Work to complete:
For this exercise, transcribe all of the entries exactly.

Source material:
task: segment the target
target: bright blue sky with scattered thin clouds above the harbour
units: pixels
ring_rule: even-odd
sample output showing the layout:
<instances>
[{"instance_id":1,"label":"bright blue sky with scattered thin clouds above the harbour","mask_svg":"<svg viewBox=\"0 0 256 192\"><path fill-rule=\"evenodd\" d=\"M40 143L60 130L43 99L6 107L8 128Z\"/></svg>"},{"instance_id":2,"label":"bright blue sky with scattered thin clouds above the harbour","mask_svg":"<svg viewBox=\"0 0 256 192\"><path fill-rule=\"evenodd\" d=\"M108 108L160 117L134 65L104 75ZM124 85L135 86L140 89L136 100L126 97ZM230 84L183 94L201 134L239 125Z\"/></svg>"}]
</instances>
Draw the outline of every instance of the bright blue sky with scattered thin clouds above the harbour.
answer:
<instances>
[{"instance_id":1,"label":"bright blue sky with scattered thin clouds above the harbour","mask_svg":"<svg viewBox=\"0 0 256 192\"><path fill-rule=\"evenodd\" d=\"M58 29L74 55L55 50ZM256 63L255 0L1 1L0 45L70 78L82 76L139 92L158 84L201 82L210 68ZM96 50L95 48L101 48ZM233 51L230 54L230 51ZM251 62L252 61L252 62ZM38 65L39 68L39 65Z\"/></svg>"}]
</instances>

Your response:
task: segment the target
target: bright blue sky with scattered thin clouds above the harbour
units: pixels
ring_rule: even-odd
sample output showing the layout:
<instances>
[{"instance_id":1,"label":"bright blue sky with scattered thin clouds above the harbour","mask_svg":"<svg viewBox=\"0 0 256 192\"><path fill-rule=\"evenodd\" d=\"M40 143L60 130L43 99L6 107L8 128Z\"/></svg>"},{"instance_id":2,"label":"bright blue sky with scattered thin clouds above the harbour","mask_svg":"<svg viewBox=\"0 0 256 192\"><path fill-rule=\"evenodd\" d=\"M108 108L160 117L134 65L104 75ZM124 85L135 86L140 89L136 100L126 97ZM230 84L183 94L201 134L239 125Z\"/></svg>"}]
</instances>
Draw the outline of every instance of the bright blue sky with scattered thin clouds above the harbour.
answer:
<instances>
[{"instance_id":1,"label":"bright blue sky with scattered thin clouds above the harbour","mask_svg":"<svg viewBox=\"0 0 256 192\"><path fill-rule=\"evenodd\" d=\"M58 29L74 55L55 50ZM256 63L255 0L1 1L0 45L70 78L82 76L139 92L158 84L201 82L210 68ZM96 50L95 48L101 48ZM233 51L230 54L230 51ZM251 62L252 61L252 62ZM38 65L39 68L39 65Z\"/></svg>"}]
</instances>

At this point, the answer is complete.